• Problem requirements: From top to bottom, write out the listing exactly.

----

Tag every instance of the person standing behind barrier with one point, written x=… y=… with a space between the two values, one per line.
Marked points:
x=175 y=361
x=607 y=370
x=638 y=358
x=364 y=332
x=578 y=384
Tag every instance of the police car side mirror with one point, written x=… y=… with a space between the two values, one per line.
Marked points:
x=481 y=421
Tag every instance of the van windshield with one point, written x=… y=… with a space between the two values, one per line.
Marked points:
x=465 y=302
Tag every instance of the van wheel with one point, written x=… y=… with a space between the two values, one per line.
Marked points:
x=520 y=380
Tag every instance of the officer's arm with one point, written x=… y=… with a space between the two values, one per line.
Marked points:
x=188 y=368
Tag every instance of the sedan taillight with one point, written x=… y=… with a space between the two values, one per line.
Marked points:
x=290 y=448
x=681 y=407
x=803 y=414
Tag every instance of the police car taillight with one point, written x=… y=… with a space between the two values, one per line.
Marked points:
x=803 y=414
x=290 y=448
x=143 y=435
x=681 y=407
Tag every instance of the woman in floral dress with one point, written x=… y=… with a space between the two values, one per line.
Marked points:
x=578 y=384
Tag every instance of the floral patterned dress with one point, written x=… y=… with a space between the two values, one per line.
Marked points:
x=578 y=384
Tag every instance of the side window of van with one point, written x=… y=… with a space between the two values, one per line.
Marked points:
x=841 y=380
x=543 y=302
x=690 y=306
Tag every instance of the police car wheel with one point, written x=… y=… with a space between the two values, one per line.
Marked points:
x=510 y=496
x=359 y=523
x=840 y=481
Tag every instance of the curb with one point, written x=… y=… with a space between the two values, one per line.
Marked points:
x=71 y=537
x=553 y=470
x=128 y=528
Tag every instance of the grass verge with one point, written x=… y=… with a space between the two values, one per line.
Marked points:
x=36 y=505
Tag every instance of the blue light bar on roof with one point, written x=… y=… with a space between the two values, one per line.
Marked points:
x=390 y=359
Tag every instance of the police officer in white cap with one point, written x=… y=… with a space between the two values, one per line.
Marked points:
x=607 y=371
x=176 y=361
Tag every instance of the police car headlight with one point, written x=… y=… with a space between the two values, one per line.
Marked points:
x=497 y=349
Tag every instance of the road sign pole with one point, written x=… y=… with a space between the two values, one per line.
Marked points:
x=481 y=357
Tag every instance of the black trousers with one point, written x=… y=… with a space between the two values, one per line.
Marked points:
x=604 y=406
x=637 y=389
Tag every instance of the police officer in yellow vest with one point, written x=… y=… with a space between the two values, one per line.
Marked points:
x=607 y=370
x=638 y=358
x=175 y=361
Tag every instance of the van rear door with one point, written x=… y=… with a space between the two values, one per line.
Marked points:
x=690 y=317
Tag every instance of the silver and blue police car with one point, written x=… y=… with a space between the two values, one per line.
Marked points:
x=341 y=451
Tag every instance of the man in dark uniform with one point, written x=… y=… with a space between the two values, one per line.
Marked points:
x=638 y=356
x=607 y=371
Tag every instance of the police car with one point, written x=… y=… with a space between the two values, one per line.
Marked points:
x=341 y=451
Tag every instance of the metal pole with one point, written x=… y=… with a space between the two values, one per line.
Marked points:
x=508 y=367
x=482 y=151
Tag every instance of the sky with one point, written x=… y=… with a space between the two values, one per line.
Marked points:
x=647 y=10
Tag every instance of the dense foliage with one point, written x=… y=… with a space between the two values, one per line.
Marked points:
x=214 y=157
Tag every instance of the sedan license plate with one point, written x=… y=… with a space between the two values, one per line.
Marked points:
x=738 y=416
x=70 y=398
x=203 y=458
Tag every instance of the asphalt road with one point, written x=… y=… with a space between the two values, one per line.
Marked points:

----

• Written answer:
Tag every instance of the person standing behind barrier with one point, written x=… y=… with a space between the two values, one per line.
Marked points:
x=175 y=361
x=607 y=370
x=638 y=358
x=364 y=332
x=578 y=384
Tag every instance of the police car side mirror with one point, written x=… y=… with a space between the two values, one per line.
Marked points:
x=481 y=421
Tag every instance of the van windshield with one point, written x=… y=… with a space between the two values, one per line.
Marked points:
x=465 y=302
Tag every instance of the van wheel with one point, written x=… y=… with a space between the two values, one per line.
Marked points:
x=520 y=380
Tag every instance of the officer's arm with one point, written x=… y=… with a space between the two values, one per line.
Marked points:
x=188 y=368
Tag every instance of the sedan taillight with one point, written x=… y=… with a space between the two values, one per line.
Marked points:
x=290 y=448
x=681 y=407
x=803 y=414
Tag every instance of the police car taillight with one point, written x=… y=… with a space between the two values, one per line.
Marked points:
x=803 y=414
x=290 y=448
x=143 y=435
x=681 y=407
Tag every instance of the woman in floral dress with one point, written x=… y=… with a space between the two values, one per line.
Marked points:
x=578 y=384
Tag every instance of the floral patterned dress with one point, written x=… y=… with a space between the two values, one per line.
Marked points:
x=578 y=384
Tag every instance of the side window of van with one point, written x=… y=… with a space between the two values, one per line.
Marked points:
x=841 y=380
x=543 y=302
x=690 y=306
Tag every instance of the police car wheel with one point, written x=… y=… with a space between the two values, one per line.
Marked points:
x=510 y=496
x=359 y=523
x=840 y=481
Tag every instance of the curb with one point, written x=… y=… with a space between the two values, one per line.
Marked points:
x=71 y=537
x=553 y=470
x=128 y=528
Tag every instance of the grass verge with one point, written x=… y=… with a space between the two values, one per line.
Marked points:
x=36 y=505
Tag every instance of the blue light bar on roof with one point, written x=… y=… with a space between the two values, one per line.
Marked points:
x=390 y=359
Tag every instance of the police officer in white cap with one point, written x=… y=… with a space between the two values, one per line.
Marked points:
x=607 y=371
x=176 y=361
Tag every instance of the police car headlight with one point, written x=… y=… with a space between the two values, one per line.
Marked points:
x=497 y=349
Tag every instance of the road sign pole with one point, written x=… y=… with a space between the two values, one per line.
Marked points:
x=481 y=357
Tag every instance of the black trousers with one point, written x=… y=… with a space between the two values, one per line.
Marked points:
x=604 y=406
x=637 y=389
Tag every instance of the police officer in yellow vest with one point, written x=… y=… with a space between the two values, one per line.
Marked points:
x=607 y=370
x=638 y=358
x=175 y=361
Tag every instance of the van rear door with one point, written x=… y=… with a space between the two values, one per line.
Marked points:
x=690 y=317
Tag every instance of the silver and blue police car with one point, written x=… y=… with a space between the two values, one per line.
Marked points:
x=341 y=451
Tag every instance of the man in dark uniform with one point, written x=… y=… with a space between the two values, one per line.
Marked points:
x=638 y=356
x=607 y=371
Tag every instance of the police car with one point, written x=… y=… with a space between the two values, one per line.
Marked points:
x=341 y=451
Tag every instance of the metal pole with one point, written x=… y=… with a space between the two values, one per line.
Marked points:
x=508 y=367
x=482 y=151
Tag every instance of the sky with one point, written x=… y=… with a space between the two values, one per line.
Marked points:
x=647 y=10
Tag every instance of the dense foliage with one point, written x=… y=… with a space between the two values, one per line.
Marked points:
x=214 y=157
Tag every instance of the sedan license plate with one point, written x=… y=… with a space between the two values, one per line.
Marked points:
x=738 y=416
x=70 y=398
x=203 y=458
Tag every instance of the asphalt road with one point, written x=… y=… with a space between the two values, one per line.
Marked points:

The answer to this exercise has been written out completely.